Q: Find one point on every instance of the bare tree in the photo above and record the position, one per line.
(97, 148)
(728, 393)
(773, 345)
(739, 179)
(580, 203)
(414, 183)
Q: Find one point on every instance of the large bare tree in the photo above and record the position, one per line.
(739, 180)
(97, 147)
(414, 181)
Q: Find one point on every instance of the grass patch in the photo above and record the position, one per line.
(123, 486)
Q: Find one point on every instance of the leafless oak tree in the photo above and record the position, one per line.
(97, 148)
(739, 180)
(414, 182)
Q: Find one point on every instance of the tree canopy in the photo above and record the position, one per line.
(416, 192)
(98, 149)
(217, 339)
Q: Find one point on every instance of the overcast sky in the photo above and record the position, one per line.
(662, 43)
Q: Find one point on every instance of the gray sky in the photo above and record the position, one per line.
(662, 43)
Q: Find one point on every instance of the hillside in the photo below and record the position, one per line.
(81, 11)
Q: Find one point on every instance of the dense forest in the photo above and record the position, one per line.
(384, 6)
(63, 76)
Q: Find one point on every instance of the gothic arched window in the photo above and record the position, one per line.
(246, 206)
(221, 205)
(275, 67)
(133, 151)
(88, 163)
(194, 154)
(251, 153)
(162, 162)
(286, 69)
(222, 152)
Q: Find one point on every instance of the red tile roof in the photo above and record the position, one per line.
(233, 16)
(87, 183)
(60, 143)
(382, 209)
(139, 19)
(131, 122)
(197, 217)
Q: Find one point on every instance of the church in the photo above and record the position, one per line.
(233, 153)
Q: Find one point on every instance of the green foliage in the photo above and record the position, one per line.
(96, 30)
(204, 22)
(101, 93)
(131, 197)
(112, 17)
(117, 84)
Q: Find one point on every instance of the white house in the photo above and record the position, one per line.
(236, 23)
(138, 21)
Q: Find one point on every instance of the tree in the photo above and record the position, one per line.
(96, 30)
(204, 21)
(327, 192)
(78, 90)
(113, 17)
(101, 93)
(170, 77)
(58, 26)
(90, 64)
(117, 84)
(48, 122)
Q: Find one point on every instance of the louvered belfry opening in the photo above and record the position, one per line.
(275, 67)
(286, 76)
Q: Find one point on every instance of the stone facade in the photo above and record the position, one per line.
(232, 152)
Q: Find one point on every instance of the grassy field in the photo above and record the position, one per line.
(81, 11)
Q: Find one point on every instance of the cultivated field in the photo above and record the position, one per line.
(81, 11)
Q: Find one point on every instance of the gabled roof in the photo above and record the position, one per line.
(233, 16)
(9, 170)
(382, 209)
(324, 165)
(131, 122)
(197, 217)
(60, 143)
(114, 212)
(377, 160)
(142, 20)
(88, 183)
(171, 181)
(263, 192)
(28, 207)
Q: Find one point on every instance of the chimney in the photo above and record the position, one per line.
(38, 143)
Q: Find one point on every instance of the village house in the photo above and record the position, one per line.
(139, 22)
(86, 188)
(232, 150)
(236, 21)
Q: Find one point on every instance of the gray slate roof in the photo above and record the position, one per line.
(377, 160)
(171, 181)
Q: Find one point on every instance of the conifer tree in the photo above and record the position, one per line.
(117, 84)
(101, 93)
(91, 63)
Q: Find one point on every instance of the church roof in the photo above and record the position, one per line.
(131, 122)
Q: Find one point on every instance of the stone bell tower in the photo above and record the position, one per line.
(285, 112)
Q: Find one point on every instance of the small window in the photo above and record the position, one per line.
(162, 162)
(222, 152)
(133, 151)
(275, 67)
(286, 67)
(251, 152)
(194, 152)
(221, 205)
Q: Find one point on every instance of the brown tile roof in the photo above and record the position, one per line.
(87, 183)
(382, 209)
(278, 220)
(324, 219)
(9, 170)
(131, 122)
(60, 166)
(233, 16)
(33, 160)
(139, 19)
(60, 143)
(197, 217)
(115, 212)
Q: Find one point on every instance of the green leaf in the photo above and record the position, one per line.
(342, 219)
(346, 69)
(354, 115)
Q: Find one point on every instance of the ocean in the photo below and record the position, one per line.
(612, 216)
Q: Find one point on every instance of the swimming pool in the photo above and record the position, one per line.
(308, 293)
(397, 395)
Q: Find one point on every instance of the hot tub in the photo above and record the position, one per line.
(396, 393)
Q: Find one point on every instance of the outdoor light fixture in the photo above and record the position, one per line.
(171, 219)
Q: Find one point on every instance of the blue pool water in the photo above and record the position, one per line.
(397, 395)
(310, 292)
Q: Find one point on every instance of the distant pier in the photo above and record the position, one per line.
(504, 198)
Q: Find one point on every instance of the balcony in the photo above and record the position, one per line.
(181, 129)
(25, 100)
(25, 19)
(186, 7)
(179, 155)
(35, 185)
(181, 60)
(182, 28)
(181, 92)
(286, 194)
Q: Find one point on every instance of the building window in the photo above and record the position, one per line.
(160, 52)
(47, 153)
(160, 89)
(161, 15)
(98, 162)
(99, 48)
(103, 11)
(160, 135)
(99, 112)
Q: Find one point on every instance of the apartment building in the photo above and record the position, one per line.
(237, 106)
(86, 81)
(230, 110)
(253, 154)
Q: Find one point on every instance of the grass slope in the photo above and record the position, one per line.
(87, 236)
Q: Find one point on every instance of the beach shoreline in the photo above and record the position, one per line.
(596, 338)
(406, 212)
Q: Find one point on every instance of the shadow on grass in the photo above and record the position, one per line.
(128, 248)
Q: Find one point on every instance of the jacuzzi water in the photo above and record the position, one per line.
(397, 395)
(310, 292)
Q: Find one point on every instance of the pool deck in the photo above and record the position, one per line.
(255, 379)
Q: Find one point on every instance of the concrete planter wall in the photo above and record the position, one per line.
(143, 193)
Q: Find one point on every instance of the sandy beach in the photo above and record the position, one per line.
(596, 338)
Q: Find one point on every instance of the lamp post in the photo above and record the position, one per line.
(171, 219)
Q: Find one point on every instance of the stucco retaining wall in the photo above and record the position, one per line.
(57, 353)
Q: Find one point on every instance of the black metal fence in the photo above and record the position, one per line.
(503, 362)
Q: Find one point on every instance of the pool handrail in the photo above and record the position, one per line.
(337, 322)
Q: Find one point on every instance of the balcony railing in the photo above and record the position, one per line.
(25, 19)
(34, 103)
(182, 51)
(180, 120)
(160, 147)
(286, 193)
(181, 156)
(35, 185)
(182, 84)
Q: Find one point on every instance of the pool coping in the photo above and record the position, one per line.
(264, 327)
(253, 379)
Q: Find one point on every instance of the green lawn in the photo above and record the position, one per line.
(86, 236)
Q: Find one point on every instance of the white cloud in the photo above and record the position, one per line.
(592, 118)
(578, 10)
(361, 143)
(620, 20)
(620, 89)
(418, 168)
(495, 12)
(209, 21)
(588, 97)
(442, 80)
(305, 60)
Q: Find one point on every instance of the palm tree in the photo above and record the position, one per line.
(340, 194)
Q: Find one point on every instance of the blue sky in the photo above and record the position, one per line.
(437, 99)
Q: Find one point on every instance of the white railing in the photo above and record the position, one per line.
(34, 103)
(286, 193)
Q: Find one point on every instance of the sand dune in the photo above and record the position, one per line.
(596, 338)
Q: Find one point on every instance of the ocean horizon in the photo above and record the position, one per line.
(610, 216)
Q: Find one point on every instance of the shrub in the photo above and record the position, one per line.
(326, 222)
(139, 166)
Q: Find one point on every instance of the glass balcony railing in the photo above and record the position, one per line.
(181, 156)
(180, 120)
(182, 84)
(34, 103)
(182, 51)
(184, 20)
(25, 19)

== == ==

Work instructions –
Take the line with "Q: Find one point on every instance of the green lawn" and all lines after it through the end of the records, and write them out exactly; include nothing else.

Solution to the exercise –
Q: Find one point on every instance of the green lawn in the photo above and record the position, one per line.
(86, 236)
Q: Find one point on every instance of the white cloud in the photo above and record the position, one per line.
(592, 118)
(578, 10)
(361, 143)
(620, 20)
(620, 89)
(418, 168)
(495, 12)
(209, 21)
(588, 97)
(442, 80)
(305, 60)
Q: Find one point on every instance of the palm tree in the photo above and record the position, one per line.
(340, 194)
Q: Find one point on every instance of the blue sky in the photo above and record the position, one per line.
(437, 99)
Q: Find one point on every instance of the white railing in the photo above and record the position, one per line.
(34, 103)
(286, 193)
Q: Find one point on every instance of the sand dune in the photo above and record the position, one per line.
(596, 338)
Q: Find one point on every instance of the ocean horizon in the photo above and record the position, one per line.
(610, 216)
Q: Find one point on every instance of the shrub in the photo above and record the position, one per line.
(326, 222)
(139, 166)
Q: Find one point on every instance of the glass balcony railing in the photo above and record the position, one per line.
(181, 156)
(180, 120)
(182, 84)
(34, 103)
(182, 51)
(184, 20)
(25, 19)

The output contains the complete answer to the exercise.